CHECK YOUR UNDERSTANDING ::
(A) In the report below on Marcus Lattimore's knee injury, how many rushing yards per game was Lattimore averaging through seven games?
(B) Reproduce the part of the report on Lattimore's knee injury starting with "Through seven games, Lattimore" and going on through "the quarterback position.".

QUOTED PASSAGE ::
* * *

Shortly after Marcus Lattimore was injured in the fourth quarter of South Carolina’s win over Mississippi State, the official and very preliminary diagnosis was that the running back had suffered a sprained knee.  In his postgame press conference, head coach Steve Spurrier hinted that the injury could be much more than a sprain.

Unfortunately, Spurrier was correct as the Ol’ Ball Coach announced Sunday that Lattimore suffered torn ligaments in the knee and will miss the remainder of the 2011 season.  Surgery will be performed at some point in the near future.

“Our worst fears were realized. Marcus has a torn ligament and a little bit of cartilage damage in there,” said Spurrier. “It’s very unfortunate, flukish-type injury that occurred yesterday.”

Lattimore’s season-ending injury comes a week after the football program dismissed starting quarterback Stephen Garcia for violating unspecified team rules.

Through seven games, Lattimore was No. 13 nationally and No. 2 in the SEC — behind Alabama’s Trent Richardson — in rushing yards per game at 116.9.  The past four games, however, Lattimore, considered a preseason Heisman favorite, had seen his production drop precipitously as the Gamecocks struggled to get consistency from the quarterback position.

* * *

DATA EXCERPTS ::

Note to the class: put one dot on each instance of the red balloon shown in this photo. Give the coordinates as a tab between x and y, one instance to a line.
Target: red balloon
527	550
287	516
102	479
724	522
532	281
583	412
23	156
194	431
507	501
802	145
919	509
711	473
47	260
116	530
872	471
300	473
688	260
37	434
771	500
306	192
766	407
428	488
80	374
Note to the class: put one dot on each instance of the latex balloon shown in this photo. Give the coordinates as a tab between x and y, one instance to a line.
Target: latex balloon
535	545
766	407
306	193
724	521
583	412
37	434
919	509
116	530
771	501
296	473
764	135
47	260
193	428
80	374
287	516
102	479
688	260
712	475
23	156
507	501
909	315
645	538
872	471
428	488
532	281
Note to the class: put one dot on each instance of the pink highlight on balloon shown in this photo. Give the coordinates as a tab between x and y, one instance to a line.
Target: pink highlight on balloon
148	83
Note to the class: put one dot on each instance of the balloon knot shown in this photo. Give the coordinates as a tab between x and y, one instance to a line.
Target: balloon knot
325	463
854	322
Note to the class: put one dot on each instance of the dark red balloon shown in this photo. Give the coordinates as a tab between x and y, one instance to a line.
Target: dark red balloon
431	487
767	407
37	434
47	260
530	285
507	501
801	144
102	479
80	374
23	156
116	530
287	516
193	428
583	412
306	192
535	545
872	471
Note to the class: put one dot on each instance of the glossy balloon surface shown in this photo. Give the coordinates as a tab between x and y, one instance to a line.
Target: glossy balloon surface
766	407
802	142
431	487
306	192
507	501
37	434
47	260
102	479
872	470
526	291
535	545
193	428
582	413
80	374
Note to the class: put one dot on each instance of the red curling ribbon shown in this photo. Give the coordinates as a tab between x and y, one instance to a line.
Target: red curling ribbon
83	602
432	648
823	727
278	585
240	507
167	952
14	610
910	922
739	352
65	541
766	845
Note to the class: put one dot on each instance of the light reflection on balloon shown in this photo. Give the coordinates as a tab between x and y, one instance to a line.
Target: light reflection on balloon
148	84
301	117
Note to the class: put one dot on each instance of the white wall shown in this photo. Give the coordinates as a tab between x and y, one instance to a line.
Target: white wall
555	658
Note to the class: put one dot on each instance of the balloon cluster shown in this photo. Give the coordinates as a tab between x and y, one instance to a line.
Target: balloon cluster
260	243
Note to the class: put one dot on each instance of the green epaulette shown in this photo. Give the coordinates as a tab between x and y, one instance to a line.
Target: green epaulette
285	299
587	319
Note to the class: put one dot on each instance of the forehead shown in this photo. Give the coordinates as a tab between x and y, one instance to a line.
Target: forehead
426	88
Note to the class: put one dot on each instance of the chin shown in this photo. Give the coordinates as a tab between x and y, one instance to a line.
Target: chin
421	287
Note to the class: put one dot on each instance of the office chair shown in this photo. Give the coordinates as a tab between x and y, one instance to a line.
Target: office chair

* * *

WRITTEN RESPONSES ::
(A) 116.9 yards per game.

(B)
Through seven games, Lattimore was No. 13 nationally and No. 2 in the SEC — behind Alabama’s Trent Richardson — in rushing yards per game at 116.9.  The past four games, however, Lattimore, considered a preseason Heisman favorite, had seen his production drop precipitously as the Gamecocks struggled to get consistency from the quarterback position.